Recorded information -
--*--

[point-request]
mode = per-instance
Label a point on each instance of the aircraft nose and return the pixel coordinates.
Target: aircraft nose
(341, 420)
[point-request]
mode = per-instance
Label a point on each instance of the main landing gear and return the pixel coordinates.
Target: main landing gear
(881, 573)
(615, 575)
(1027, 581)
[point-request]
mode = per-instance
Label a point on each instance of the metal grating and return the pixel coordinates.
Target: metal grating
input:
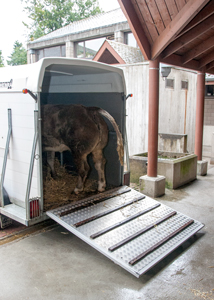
(123, 229)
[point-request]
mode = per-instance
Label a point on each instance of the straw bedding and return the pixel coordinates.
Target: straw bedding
(59, 192)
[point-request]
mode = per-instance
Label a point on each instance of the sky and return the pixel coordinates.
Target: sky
(12, 28)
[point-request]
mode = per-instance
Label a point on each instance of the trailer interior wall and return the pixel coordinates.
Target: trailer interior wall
(89, 87)
(18, 161)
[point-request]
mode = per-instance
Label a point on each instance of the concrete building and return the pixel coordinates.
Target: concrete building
(107, 38)
(75, 39)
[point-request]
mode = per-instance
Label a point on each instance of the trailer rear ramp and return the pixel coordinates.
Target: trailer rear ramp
(131, 229)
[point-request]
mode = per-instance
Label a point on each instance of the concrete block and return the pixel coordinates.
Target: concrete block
(202, 167)
(152, 186)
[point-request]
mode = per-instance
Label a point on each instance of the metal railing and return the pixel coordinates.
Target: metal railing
(30, 174)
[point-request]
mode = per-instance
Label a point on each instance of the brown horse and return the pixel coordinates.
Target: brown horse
(82, 131)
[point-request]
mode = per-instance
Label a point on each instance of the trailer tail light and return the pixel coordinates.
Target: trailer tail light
(34, 208)
(24, 91)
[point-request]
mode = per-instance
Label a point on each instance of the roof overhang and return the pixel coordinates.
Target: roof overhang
(179, 33)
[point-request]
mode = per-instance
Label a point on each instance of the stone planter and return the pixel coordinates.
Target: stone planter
(178, 168)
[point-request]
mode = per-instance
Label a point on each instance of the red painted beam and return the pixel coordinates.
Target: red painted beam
(199, 121)
(153, 118)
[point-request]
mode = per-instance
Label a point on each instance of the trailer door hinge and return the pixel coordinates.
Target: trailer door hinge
(26, 91)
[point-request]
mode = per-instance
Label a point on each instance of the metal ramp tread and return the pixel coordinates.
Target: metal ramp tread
(133, 230)
(14, 212)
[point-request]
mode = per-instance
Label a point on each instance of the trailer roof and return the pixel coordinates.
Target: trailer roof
(31, 76)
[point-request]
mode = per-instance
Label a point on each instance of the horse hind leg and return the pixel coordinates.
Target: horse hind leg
(50, 161)
(99, 163)
(82, 169)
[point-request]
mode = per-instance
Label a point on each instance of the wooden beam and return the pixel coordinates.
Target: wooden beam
(206, 12)
(198, 50)
(189, 36)
(211, 71)
(176, 60)
(206, 60)
(186, 14)
(210, 66)
(136, 27)
(107, 46)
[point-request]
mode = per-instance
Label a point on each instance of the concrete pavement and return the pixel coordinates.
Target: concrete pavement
(54, 264)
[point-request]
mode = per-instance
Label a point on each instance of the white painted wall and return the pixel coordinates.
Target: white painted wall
(172, 105)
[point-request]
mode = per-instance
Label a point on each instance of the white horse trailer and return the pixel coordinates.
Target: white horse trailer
(131, 229)
(23, 89)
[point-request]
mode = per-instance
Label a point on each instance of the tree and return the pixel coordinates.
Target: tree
(49, 15)
(1, 59)
(18, 56)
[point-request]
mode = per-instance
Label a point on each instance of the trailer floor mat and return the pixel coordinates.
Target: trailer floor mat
(133, 230)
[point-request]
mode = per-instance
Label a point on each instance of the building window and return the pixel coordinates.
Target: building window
(209, 90)
(169, 83)
(88, 49)
(130, 39)
(57, 51)
(184, 85)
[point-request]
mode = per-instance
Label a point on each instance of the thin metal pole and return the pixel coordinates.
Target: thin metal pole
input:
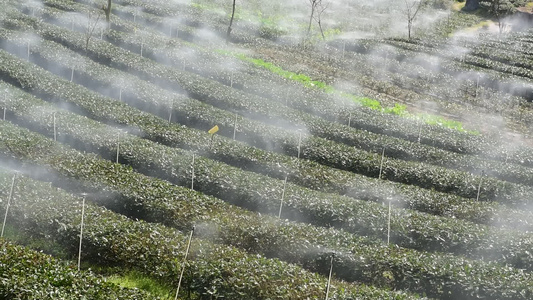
(192, 176)
(184, 261)
(282, 196)
(8, 204)
(477, 84)
(381, 164)
(479, 186)
(81, 231)
(235, 126)
(299, 144)
(329, 277)
(419, 131)
(170, 114)
(388, 224)
(118, 147)
(55, 128)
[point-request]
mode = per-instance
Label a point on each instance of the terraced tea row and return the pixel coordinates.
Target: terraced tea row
(29, 274)
(397, 177)
(356, 114)
(158, 200)
(302, 172)
(159, 251)
(408, 228)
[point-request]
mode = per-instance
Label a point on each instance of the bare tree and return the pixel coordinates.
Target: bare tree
(499, 10)
(107, 11)
(230, 22)
(471, 5)
(318, 17)
(89, 29)
(411, 11)
(314, 5)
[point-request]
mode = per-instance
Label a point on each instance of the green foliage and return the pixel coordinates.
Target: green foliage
(211, 269)
(136, 279)
(27, 274)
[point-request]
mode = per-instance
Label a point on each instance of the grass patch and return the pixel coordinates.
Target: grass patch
(397, 109)
(134, 279)
(457, 6)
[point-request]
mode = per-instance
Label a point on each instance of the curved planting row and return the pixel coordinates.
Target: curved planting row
(360, 117)
(507, 78)
(229, 153)
(302, 172)
(408, 228)
(326, 152)
(210, 269)
(101, 78)
(258, 107)
(433, 274)
(28, 274)
(395, 147)
(486, 95)
(475, 83)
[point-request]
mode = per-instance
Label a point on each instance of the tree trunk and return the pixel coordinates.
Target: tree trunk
(310, 19)
(228, 33)
(471, 5)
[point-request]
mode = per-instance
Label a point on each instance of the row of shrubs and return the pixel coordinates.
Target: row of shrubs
(303, 172)
(408, 228)
(339, 155)
(356, 259)
(211, 270)
(367, 119)
(28, 274)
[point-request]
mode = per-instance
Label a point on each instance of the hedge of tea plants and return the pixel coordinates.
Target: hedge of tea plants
(150, 198)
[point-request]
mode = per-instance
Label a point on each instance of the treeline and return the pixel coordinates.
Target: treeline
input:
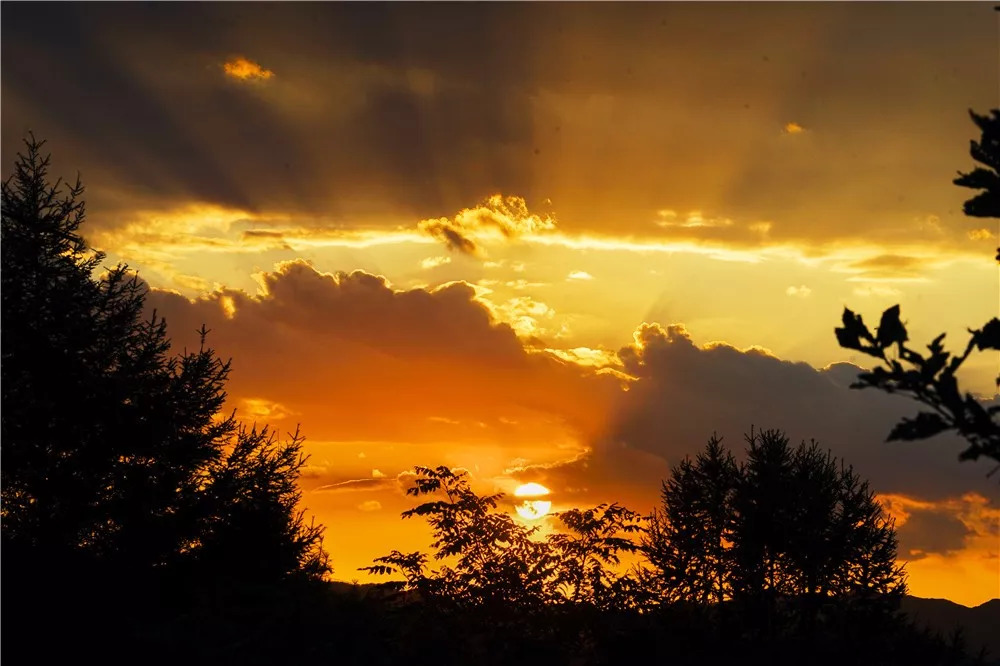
(141, 525)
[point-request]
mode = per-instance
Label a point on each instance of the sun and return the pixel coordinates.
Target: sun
(532, 508)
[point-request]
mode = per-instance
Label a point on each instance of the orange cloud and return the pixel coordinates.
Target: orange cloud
(497, 217)
(246, 70)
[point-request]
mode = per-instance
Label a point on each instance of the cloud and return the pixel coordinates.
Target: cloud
(684, 392)
(888, 267)
(261, 408)
(981, 234)
(353, 485)
(497, 218)
(357, 359)
(876, 290)
(694, 219)
(434, 262)
(246, 70)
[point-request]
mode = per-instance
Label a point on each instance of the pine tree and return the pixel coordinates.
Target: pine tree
(789, 524)
(687, 539)
(115, 453)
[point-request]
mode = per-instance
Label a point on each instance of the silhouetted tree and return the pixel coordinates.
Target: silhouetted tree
(807, 530)
(495, 562)
(689, 536)
(931, 379)
(786, 524)
(114, 451)
(589, 552)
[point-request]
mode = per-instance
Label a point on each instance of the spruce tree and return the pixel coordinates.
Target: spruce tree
(115, 454)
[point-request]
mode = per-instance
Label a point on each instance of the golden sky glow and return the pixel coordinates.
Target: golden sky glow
(566, 263)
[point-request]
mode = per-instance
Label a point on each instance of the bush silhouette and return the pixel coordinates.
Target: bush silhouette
(931, 379)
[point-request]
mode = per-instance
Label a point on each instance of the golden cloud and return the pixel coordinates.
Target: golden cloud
(498, 217)
(246, 70)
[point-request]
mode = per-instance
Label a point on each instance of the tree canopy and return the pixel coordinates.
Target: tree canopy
(932, 379)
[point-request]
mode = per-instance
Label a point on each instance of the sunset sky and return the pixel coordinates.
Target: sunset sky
(553, 243)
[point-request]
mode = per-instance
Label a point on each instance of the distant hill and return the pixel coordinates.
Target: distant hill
(980, 625)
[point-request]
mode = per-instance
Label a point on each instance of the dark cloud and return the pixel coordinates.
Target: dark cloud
(356, 359)
(614, 112)
(931, 530)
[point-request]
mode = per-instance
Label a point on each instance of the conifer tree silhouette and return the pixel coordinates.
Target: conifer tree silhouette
(788, 523)
(114, 453)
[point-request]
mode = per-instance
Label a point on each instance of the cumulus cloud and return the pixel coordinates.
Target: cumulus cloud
(357, 359)
(243, 69)
(434, 262)
(980, 234)
(497, 218)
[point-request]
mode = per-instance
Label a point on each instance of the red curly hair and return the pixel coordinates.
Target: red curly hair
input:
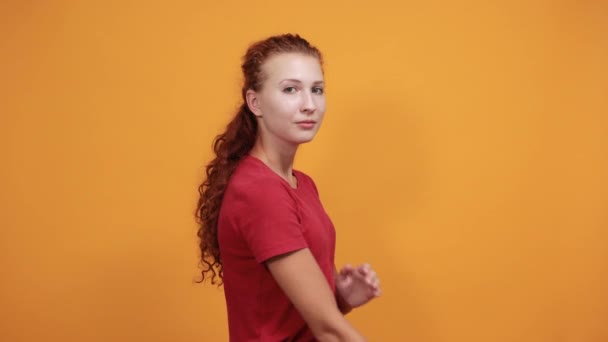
(236, 141)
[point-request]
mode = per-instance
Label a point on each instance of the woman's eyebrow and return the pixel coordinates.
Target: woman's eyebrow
(293, 80)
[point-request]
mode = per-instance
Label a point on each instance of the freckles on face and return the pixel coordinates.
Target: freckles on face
(292, 98)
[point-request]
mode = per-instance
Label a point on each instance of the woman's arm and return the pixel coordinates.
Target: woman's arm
(300, 277)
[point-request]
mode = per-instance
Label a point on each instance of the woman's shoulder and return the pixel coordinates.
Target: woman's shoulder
(252, 176)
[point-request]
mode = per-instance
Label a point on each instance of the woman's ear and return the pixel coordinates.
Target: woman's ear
(253, 102)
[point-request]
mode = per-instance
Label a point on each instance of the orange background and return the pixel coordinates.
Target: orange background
(464, 154)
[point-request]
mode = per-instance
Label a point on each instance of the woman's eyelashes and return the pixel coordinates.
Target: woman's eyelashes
(315, 90)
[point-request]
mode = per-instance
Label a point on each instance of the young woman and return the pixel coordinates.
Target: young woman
(263, 229)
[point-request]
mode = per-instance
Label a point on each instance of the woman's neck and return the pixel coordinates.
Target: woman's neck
(280, 160)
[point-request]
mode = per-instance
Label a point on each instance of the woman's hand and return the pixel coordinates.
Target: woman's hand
(357, 285)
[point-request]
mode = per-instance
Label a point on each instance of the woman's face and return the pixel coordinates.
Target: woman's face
(291, 102)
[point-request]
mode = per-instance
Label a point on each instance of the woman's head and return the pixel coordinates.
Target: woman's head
(284, 101)
(284, 89)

--*--

What is being asked - Isolate the lines above that contain the word "treeline" and copy them.

Exercise answer -
Label a point on each instance of the treeline and return the pixel coordinates.
Target: treeline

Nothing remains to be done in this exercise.